__EXCERPT__
— Start —
Monday, November 7, 2016

Ending Perfectionism Step 4: Life Is an Experiment, Not a Test

Cast your bread upon the water. Eccl. 11:1

By: Carol McClain @carol_mcclain

Life for me is about commitment. If I volunteer to do something or I decide to try a new endeavor, something inside of me compels me to keep with it--even if the act makes me miserable.

My first church underscored this trait. It taught God wanted a committed people. Of course, I took it to the extreme.

Believing life's a test and not an experiment leads to two issues if  you struggle with perfectionism/legalism.

  1. You commit to nothing because doubts about being able to do a good job of it paralyze you.
  2. You find yourself laboring in areas that God does not want you to work in, and hating it.
— End —
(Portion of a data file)
— Start —
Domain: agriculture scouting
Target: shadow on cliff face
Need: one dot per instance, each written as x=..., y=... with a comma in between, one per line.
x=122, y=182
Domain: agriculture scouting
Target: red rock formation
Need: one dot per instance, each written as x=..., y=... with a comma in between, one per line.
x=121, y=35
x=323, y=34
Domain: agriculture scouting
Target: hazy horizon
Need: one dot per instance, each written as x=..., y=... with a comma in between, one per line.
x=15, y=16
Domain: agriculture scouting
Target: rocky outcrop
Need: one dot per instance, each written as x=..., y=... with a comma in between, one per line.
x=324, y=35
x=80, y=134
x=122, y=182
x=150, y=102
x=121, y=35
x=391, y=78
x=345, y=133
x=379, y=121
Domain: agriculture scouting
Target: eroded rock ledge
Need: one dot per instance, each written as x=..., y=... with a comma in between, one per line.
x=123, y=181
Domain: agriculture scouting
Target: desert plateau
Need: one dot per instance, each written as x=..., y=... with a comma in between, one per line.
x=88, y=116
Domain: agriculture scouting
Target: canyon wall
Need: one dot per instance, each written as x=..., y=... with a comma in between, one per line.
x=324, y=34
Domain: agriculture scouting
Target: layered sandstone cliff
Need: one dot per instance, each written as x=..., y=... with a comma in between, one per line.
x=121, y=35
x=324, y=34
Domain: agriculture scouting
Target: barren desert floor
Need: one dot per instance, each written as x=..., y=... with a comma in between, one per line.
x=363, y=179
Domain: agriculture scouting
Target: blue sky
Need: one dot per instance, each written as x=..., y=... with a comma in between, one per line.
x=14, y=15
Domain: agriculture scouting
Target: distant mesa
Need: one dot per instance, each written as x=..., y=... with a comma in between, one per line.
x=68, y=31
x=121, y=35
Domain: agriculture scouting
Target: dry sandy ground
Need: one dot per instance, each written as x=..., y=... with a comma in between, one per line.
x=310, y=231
— End —
__TASKS AND EXERCISES__
A. In the perfectionism post, list each line that comes before the byline, word for word.
B. Answer these from the perfectionism post:
(i) On what date was it published?
(ii) What Bible reference follows the quoted verse?
(iii) According to the author, what did the first church teach?
C. Retype the part of the perfectionism post that opens with the words containing "Life for me" and closes with "it paralyze you.".
None of this data matters for the work here.

__RESULTS__
A.
Monday, November 7, 2016
Ending Perfectionism Step 4: Life Is an Experiment, Not a Test
Cast your bread upon the water. Eccl. 11:1

B.
(i) Monday, November 7, 2016
(ii) Eccl. 11:1
(iii) It taught that God wanted a committed people.

C.
Life for me is about commitment. If I volunteer to do something or I decide to try a new endeavor, something inside of me compels me to keep with it--even if the act makes me miserable.

My first church underscored this trait. It taught God wanted a committed people. Of course, I took it to the extreme.

Believing life's a test and not an experiment leads to two issues if  you struggle with perfectionism/legalism.

  1. You commit to nothing because doubts about being able to do a good job of it paralyze you.